Source document
## begin
5 of Scotland's most remote pubs and how to get there

Scotland is home to some of the most remote bars and pubs that can be found anywhere in the UK.

Published 25th Oct 2017
Updated 31 st Oct 2023

Many of these watering holes can only be accessed on foot or by boat, but those who make the effort usually end up finding their drinking experience is just that little bit more rewarding.

The Old Forge

(Inverie, Mallaig, Inverness-Shire, PH41 4PL, 01687 462267)

Picture: Geograph
Picture: Subarite\Geograph

Recognised as not only Scotland's most remote pub but also the UK's, The Old Forge, which can be found on the Knoydart peninsula, is only accessible by foot (unless you take a boat from Mallaig) and the shortest route there is an 18-mile hike over munros.
## end
Input material
## begin
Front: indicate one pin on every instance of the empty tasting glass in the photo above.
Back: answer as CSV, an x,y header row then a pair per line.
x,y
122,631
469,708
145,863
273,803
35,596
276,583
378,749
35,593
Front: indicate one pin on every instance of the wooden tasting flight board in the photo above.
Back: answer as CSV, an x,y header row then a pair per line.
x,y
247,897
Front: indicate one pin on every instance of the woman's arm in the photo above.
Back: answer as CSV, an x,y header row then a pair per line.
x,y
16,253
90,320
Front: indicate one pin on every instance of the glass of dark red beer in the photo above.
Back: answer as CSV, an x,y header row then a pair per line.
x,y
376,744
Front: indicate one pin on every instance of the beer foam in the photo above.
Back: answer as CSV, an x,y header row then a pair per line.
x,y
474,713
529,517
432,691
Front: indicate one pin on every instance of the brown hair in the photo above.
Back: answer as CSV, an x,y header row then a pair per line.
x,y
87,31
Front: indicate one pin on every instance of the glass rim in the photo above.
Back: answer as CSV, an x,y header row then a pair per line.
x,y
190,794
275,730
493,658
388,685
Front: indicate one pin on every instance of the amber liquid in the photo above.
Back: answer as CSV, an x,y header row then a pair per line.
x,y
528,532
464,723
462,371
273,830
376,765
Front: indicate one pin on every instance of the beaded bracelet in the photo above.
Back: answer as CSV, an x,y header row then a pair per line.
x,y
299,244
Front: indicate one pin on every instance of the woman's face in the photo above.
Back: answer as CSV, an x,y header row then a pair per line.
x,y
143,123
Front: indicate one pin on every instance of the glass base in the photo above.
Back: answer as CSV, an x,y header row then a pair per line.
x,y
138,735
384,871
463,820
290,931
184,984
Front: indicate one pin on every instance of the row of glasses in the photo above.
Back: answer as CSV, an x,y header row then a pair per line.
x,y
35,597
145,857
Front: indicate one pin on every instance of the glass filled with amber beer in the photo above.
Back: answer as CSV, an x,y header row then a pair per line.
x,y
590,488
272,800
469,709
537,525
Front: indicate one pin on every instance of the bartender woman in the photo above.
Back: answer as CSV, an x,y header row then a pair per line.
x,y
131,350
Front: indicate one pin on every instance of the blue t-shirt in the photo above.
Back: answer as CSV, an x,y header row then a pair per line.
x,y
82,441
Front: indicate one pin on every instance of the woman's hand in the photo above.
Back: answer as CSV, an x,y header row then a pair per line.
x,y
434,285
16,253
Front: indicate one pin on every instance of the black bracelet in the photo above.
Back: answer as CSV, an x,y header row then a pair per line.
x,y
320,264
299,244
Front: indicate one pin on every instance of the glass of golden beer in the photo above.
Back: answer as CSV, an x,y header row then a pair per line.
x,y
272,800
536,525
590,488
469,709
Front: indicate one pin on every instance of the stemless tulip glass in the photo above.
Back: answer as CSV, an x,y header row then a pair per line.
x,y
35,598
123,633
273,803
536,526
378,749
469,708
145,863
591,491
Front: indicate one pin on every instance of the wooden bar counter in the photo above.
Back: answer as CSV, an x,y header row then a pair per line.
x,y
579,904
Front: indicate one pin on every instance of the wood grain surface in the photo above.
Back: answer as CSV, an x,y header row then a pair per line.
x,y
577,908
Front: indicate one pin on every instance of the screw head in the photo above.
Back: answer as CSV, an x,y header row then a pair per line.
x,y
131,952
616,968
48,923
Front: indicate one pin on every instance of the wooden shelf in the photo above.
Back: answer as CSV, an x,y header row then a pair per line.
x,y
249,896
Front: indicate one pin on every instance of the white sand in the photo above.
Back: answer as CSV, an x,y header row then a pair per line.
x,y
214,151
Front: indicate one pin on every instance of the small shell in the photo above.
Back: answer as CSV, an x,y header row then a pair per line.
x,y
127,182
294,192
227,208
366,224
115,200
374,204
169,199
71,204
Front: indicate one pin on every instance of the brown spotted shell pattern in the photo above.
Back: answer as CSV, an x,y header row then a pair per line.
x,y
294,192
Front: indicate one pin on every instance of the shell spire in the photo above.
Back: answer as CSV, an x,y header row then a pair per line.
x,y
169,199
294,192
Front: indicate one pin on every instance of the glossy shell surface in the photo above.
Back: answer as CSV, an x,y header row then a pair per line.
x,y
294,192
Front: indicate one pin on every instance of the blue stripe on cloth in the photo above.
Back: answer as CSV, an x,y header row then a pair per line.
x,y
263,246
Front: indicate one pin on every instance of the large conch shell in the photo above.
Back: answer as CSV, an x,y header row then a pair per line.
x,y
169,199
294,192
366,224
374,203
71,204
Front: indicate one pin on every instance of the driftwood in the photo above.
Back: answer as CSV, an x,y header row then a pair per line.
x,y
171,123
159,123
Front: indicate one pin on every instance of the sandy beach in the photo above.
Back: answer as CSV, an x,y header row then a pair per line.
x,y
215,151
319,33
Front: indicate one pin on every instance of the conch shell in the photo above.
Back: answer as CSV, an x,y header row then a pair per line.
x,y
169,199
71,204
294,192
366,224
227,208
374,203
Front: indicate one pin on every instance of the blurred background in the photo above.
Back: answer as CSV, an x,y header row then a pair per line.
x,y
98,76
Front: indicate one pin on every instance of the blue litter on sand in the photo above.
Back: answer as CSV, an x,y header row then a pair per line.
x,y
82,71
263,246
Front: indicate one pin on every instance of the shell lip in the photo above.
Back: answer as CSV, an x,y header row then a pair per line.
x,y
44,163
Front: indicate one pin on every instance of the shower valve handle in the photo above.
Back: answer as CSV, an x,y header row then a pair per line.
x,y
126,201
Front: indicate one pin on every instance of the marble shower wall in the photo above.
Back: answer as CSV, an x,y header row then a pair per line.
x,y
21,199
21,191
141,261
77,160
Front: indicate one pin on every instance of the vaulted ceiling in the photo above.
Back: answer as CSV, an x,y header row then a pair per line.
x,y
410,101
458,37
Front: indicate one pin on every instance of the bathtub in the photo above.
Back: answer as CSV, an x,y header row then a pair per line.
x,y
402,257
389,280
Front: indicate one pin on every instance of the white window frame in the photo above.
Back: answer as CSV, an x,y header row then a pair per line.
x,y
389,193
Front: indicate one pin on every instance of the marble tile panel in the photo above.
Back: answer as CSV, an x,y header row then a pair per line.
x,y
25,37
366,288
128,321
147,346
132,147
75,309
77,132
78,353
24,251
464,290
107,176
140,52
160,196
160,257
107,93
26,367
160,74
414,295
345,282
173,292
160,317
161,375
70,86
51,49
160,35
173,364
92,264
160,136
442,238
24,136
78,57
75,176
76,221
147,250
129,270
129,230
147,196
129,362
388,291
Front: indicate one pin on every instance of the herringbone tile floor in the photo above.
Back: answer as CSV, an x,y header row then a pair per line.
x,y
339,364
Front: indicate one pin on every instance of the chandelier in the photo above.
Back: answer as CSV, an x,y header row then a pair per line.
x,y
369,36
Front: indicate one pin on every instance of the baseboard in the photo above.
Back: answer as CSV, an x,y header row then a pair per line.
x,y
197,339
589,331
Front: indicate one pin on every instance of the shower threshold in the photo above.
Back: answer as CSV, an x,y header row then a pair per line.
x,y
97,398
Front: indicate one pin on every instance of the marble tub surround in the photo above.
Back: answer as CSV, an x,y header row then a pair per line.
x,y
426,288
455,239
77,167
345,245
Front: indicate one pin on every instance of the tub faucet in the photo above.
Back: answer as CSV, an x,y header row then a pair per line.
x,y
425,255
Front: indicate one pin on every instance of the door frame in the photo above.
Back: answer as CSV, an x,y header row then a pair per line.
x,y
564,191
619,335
## end
## begin
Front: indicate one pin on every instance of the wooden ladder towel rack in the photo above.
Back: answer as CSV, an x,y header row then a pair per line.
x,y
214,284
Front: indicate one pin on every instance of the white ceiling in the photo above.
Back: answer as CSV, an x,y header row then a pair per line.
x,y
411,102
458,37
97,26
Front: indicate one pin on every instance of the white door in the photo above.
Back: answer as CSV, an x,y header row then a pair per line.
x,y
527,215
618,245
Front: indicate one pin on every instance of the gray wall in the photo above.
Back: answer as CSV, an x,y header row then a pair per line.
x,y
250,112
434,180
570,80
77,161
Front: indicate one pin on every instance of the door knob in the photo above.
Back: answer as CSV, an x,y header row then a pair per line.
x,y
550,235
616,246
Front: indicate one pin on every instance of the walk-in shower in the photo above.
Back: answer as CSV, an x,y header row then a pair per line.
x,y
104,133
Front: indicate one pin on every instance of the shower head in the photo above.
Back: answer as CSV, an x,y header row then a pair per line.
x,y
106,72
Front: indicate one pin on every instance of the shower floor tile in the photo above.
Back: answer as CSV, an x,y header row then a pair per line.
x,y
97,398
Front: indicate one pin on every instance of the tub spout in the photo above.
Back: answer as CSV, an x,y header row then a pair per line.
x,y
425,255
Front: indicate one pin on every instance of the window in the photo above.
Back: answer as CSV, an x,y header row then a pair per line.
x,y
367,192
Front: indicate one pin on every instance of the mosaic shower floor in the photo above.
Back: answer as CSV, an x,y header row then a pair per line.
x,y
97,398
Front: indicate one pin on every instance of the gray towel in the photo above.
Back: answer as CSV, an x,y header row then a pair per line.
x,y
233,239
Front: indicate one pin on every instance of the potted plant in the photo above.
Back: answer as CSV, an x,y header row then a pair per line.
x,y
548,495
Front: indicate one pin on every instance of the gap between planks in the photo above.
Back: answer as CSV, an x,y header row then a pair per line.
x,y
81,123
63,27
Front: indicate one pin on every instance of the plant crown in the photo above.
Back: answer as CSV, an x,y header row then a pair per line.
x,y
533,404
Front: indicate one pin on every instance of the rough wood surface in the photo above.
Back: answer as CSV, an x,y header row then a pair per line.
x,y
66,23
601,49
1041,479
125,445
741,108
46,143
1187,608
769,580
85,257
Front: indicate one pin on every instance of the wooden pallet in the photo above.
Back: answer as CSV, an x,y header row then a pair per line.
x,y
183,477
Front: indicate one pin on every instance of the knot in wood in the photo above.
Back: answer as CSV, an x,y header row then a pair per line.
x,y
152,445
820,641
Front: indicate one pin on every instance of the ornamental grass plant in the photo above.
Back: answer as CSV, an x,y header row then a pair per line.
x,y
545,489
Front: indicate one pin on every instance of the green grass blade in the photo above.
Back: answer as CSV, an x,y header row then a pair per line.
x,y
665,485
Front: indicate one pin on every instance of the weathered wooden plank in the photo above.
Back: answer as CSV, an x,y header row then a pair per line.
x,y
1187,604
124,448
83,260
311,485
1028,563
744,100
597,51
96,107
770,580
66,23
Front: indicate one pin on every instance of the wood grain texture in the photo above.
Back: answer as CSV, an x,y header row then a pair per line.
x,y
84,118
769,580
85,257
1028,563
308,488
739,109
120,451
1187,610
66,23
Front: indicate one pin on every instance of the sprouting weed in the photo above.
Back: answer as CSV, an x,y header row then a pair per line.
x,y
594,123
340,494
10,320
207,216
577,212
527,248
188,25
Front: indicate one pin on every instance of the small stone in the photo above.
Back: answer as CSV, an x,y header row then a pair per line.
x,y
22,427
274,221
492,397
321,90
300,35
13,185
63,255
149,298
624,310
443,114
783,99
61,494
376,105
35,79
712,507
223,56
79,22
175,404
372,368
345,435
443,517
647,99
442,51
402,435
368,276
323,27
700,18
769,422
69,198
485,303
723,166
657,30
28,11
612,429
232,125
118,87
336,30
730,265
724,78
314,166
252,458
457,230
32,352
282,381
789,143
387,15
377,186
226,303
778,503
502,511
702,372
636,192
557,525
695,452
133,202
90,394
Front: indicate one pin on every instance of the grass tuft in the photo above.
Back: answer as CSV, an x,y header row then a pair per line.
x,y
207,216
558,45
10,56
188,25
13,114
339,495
## end
## begin
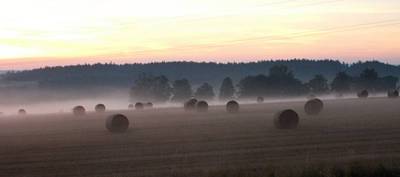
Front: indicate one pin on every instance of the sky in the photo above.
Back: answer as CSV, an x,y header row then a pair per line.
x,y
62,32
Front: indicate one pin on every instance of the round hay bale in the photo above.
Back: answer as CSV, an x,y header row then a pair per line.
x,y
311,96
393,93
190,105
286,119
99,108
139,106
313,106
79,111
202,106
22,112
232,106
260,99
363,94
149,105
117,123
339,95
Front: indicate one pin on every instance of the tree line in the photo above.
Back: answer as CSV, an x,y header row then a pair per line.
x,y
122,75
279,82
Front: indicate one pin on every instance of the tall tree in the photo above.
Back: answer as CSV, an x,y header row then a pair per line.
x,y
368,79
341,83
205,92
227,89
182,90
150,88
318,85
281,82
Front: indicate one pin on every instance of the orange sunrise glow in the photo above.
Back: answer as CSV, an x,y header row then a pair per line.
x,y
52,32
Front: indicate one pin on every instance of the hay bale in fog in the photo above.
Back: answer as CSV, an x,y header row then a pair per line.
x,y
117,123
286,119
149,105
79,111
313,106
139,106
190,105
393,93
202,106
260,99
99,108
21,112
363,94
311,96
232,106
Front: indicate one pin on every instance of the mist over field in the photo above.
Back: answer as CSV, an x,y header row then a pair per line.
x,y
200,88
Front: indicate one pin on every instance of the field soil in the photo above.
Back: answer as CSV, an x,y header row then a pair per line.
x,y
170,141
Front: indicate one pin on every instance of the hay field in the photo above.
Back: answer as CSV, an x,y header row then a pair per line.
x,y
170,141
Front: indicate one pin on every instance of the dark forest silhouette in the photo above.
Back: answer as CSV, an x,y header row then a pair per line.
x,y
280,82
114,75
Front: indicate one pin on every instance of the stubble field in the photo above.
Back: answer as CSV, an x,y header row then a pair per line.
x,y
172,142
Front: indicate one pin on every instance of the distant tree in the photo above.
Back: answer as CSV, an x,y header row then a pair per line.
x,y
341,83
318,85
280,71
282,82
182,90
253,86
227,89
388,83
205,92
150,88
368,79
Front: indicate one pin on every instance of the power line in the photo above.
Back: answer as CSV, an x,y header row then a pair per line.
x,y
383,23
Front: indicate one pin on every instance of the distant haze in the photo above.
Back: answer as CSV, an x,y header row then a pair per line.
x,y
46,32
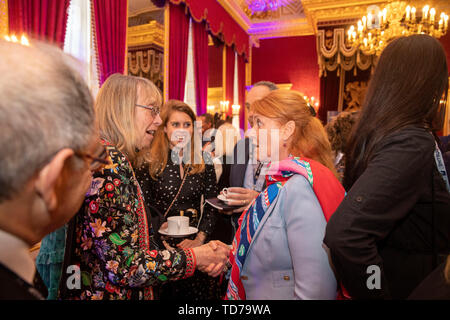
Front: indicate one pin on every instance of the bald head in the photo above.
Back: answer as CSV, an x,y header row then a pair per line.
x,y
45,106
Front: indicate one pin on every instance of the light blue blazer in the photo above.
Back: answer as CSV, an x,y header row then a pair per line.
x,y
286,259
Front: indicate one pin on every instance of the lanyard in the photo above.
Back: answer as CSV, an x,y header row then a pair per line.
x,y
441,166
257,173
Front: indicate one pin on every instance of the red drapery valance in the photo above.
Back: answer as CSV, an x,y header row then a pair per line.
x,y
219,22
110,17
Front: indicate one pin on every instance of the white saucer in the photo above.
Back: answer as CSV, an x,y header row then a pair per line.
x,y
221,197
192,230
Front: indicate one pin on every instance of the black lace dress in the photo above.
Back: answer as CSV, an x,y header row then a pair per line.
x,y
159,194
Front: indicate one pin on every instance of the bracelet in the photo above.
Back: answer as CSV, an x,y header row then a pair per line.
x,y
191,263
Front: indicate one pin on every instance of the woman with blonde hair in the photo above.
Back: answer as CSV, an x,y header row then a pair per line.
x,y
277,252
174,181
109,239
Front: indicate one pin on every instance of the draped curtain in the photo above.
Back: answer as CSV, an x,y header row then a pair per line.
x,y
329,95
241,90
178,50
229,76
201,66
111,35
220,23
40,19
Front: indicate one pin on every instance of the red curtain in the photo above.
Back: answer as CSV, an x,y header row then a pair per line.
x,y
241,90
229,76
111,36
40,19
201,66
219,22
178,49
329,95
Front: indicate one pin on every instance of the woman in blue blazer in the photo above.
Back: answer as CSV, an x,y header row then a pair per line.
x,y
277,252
## end
Your tasks
(1) Please say whether each statement below agrees with the article on Scotland's remote pubs, answering yes or no and quoting the words of the article that decide it.
(a) The Old Forge can be reached only by boat.
(b) The shortest route to The Old Forge is an 18-mile hike.
(c) The article was first published in 2017.
(2) Pick out every line of the records that contains the string "tree" and copy each one in full.

Results for each task
(1)
(a) No: "is only accessible by foot (unless you take a boat from Mallaig)"
(b) Yes: "the shortest route there is an 18-mile hike over munros"
(c) Yes: "Published 25th Oct 2017"

(2)
Front: indicate one pin on every instance of the tree line in the photo above.
Front: indicate one pin on every instance of the tall tree in the photo above.
Front: indicate one pin on every instance of the distant tree in the photo above.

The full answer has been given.